» **BRIEF**
The listing needs restating word for word.

>>

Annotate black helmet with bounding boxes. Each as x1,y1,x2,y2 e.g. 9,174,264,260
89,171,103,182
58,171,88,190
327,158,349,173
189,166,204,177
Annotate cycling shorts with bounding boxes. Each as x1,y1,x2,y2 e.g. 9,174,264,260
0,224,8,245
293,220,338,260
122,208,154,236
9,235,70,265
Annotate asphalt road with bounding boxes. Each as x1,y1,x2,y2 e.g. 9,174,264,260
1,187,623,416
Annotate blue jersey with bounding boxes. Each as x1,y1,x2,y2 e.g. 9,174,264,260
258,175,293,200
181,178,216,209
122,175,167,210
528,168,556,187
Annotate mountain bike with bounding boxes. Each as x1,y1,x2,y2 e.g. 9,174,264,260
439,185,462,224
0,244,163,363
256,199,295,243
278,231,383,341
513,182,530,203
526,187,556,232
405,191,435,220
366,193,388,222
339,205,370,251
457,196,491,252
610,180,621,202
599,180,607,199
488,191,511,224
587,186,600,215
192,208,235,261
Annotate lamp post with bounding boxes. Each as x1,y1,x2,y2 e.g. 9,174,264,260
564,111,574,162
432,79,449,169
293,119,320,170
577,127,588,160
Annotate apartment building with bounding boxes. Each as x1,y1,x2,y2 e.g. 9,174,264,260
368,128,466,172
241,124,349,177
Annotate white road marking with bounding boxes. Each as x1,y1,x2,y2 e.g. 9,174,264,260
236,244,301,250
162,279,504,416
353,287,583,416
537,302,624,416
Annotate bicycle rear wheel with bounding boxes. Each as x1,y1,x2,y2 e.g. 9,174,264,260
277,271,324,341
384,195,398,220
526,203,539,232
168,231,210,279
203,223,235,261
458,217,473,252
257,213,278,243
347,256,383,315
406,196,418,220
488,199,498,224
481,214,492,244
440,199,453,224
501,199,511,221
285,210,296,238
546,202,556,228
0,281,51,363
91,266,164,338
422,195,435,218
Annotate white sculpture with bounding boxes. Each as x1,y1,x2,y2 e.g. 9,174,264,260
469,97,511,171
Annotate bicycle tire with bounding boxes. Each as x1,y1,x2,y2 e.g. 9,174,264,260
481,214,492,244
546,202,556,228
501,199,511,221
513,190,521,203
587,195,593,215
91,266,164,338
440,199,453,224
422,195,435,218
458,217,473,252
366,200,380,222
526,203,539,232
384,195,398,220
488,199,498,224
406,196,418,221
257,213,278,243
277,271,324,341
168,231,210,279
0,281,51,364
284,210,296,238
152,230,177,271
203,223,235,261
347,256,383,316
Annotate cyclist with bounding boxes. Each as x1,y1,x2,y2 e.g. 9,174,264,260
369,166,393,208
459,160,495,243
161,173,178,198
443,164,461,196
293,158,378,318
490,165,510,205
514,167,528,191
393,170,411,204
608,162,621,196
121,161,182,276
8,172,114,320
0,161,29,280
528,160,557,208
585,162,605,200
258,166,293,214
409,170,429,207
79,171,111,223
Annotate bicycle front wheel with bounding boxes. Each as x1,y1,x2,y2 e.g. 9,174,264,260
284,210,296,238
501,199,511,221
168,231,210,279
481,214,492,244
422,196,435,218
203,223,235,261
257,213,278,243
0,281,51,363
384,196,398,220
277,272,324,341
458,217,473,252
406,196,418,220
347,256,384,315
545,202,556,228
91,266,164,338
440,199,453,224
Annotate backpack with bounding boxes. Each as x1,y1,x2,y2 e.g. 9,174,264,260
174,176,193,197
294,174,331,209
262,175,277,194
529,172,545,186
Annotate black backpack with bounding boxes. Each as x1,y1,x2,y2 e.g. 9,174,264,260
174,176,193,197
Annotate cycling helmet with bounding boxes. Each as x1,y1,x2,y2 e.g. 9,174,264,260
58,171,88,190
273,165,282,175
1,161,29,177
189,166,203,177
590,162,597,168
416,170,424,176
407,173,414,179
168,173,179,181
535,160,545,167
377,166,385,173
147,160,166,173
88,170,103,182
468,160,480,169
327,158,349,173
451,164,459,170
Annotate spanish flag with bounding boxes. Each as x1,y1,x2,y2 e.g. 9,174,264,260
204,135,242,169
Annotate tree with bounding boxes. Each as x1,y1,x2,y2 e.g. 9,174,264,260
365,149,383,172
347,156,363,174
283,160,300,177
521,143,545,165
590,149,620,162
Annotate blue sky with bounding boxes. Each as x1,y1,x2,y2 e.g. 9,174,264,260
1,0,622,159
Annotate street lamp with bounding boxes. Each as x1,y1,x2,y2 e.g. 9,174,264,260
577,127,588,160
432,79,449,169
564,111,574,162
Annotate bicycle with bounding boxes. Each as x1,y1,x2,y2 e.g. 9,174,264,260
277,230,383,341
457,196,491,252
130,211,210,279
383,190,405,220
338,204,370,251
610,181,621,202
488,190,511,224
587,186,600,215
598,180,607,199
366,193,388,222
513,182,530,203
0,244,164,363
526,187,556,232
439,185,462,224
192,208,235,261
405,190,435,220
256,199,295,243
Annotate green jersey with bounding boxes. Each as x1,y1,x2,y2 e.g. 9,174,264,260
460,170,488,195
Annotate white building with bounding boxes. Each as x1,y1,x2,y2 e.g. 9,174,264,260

<<

» **FINISHED TASK**
Annotate black helmet with bounding boxes. Each as x1,y1,x2,y2 e.g. 9,174,264,260
89,171,103,182
58,171,88,190
327,158,349,173
189,166,204,177
Annotate cycling shorts with bounding boxes. Each as x1,y1,x2,y2 e.g. 9,174,264,260
0,224,8,245
293,220,338,260
122,208,154,236
9,235,70,265
Annotate asphalt road with bounding boxes. Each as x1,y1,x2,y2 e.g. 9,174,264,260
1,187,623,416
Annotate blue jersey with bounding boxes. Each as x1,y1,x2,y2 e.g. 9,174,264,260
258,175,293,200
181,178,216,209
122,175,167,210
528,168,556,187
Annotate mountain bike with bounding boxes. Each as x1,y1,x2,y2 e.g. 9,174,264,260
439,185,462,224
0,244,163,363
256,199,295,243
278,231,383,341
513,182,530,203
526,187,556,232
405,191,435,220
366,193,388,222
339,205,370,251
457,196,491,252
610,180,621,202
599,180,607,199
488,191,511,224
587,186,600,215
192,208,235,261
Annotate lamp post with bounding boxes. Each as x1,y1,x2,y2 e.g. 9,174,264,260
564,111,574,162
432,79,449,169
293,119,320,170
577,127,588,160
Annotate apartment building with bounding boxes. Each as x1,y1,x2,y2 e.g. 9,174,264,260
368,128,466,172
241,124,349,177
Annotate white road marking with bounding boxes. Each as x1,y1,x2,y2 e.g. 9,174,264,260
236,244,301,250
162,279,504,416
353,287,583,416
537,302,624,416
Annotate bicycle rear wheel with bounding boxes. Each as x1,y1,x2,y2 e.g. 9,174,264,260
277,271,324,341
384,195,398,220
526,203,539,232
168,231,210,279
203,223,235,261
458,217,473,252
257,213,278,243
347,256,383,315
406,196,418,220
488,199,498,224
481,214,492,244
440,199,453,224
501,199,511,221
285,210,296,238
546,202,556,228
0,281,51,363
91,266,164,338
422,195,435,218
Annotate white sculpture with bounding boxes. Each as x1,y1,x2,y2 e.g. 9,174,264,260
469,97,511,171
Annotate bicycle tire with bounding boxes. Each as x1,y1,x2,y2 e.g. 9,174,264,260
481,214,492,244
546,202,556,228
501,199,511,221
513,190,521,203
587,195,593,215
91,266,164,338
440,199,453,224
422,195,435,218
458,217,473,252
366,200,380,222
526,203,539,232
384,195,398,220
488,199,498,224
406,196,418,221
257,213,278,243
277,271,324,341
168,231,210,279
0,281,51,364
284,210,296,238
152,230,177,271
203,223,235,261
347,256,383,316
Annotate cyclist with bounding boxes. Each as x1,y1,x2,y2 e.g. 9,174,264,260
369,166,393,208
459,160,495,243
161,173,178,198
443,164,461,196
293,158,378,318
490,165,510,205
514,167,528,191
393,170,411,204
608,162,621,196
121,161,182,276
8,172,114,320
0,161,29,280
528,160,557,208
585,162,605,200
258,166,293,214
409,170,429,207
79,171,111,223
Annotate bicycle front wheel with bounding boxes. Each as x1,y1,x2,y2 e.g. 9,174,264,260
284,210,296,238
501,199,511,221
168,231,210,279
481,214,492,244
422,196,435,218
203,223,235,261
257,213,278,243
0,281,51,363
384,196,398,220
277,272,324,341
458,217,473,252
406,196,418,220
347,256,384,315
545,202,556,228
91,266,164,338
440,199,453,224
Annotate backpack with bounding boxes. Each as x1,y1,x2,y2 e.g. 9,174,264,260
174,176,193,197
294,174,331,209
262,175,277,194
529,172,545,186
Annotate black backpack with bounding boxes. Each as x1,y1,x2,y2 e.g. 9,174,264,260
174,176,193,197
Annotate cycling helmet with bounding boxes. Each as x1,y1,x2,y2 e.g. 9,174,264,260
58,171,88,190
273,165,282,175
1,161,29,177
189,166,203,177
590,162,597,168
416,170,424,176
407,173,414,179
168,173,179,181
535,160,545,167
377,166,385,173
147,160,166,173
88,170,103,182
468,160,480,169
327,158,349,173
451,164,459,170
Annotate spanish flag with bounding boxes. Each as x1,y1,x2,y2 e.g. 9,174,264,260
204,135,242,169
Annotate tree with bounding boxes. Each as x1,y1,x2,y2 e.g. 9,174,264,260
365,149,383,172
347,156,363,174
283,160,300,177
521,143,545,165
590,149,620,162
Annotate blue sky with bounding boxes. Each as x1,y1,x2,y2 e.g. 9,174,264,260
1,0,622,159
Annotate street lamp with bounding boxes. Each as x1,y1,x2,y2 e.g. 9,174,264,260
577,127,588,160
432,79,449,169
564,111,574,162
Annotate bicycle with bounding boxes. Each as x1,y1,x2,y2 e.g. 9,174,264,260
277,230,383,341
457,196,491,252
130,211,210,279
383,190,405,220
338,204,370,251
610,181,621,202
488,190,511,224
587,186,600,215
598,180,607,199
366,193,388,222
513,182,530,203
0,244,164,363
526,187,556,232
439,185,462,224
192,208,235,261
405,190,435,220
256,199,295,243
Annotate green jersey with bounding boxes. Each as x1,y1,x2,y2 e.g. 9,174,264,260
460,170,488,195
Annotate white building with bounding boxes. Each as x1,y1,x2,y2 e.g. 9,174,264,260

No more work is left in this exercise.